───── INFORMASI YANG DIBERIKAN ─────

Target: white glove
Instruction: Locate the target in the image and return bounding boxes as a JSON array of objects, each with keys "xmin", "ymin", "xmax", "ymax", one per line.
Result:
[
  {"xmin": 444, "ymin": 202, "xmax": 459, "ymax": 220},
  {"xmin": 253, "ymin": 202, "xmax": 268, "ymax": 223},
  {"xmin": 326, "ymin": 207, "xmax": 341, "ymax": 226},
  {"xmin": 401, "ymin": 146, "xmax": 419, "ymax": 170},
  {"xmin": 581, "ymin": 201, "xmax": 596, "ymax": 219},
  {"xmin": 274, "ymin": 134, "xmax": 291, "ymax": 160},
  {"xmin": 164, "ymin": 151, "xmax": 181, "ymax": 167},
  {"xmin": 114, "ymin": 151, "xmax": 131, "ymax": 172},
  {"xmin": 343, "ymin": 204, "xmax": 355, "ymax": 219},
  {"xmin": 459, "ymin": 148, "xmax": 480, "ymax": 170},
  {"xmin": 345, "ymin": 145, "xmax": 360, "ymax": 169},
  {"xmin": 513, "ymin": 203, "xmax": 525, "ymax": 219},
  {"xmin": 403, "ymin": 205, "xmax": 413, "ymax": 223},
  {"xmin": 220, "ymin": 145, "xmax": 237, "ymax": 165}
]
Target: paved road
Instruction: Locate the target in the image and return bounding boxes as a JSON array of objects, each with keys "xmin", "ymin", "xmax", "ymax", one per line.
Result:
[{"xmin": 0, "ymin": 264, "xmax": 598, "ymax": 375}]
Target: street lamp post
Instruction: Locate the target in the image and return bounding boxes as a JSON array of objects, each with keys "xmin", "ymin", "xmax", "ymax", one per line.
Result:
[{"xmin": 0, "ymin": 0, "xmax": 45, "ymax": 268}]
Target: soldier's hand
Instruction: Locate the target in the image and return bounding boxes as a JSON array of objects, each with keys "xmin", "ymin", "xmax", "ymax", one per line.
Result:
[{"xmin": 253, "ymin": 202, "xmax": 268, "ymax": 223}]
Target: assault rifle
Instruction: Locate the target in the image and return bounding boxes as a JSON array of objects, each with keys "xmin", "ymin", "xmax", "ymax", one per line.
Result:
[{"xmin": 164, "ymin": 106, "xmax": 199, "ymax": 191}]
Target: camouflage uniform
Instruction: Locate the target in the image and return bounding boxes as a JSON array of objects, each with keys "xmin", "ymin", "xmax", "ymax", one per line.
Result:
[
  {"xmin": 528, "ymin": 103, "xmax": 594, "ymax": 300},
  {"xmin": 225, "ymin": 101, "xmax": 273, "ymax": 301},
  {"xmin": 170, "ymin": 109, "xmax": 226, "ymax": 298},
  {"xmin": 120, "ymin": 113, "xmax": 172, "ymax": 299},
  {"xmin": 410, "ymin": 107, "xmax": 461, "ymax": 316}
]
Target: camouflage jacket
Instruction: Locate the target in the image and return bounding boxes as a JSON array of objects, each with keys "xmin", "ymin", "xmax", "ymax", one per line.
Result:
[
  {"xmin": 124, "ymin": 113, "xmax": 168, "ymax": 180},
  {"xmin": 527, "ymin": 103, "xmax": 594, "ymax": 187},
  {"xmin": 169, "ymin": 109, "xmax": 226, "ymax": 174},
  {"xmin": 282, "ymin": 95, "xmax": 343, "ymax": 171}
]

─────

◆ INSTRUKSI KERJA: Ekstrak semua baris dalam catatan di atas yang mengandung kata "camouflage", lalu tuliskan setiap baris itu tanpa perubahan.

◆ HASIL TUGAS:
Target: camouflage uniform
Target: camouflage jacket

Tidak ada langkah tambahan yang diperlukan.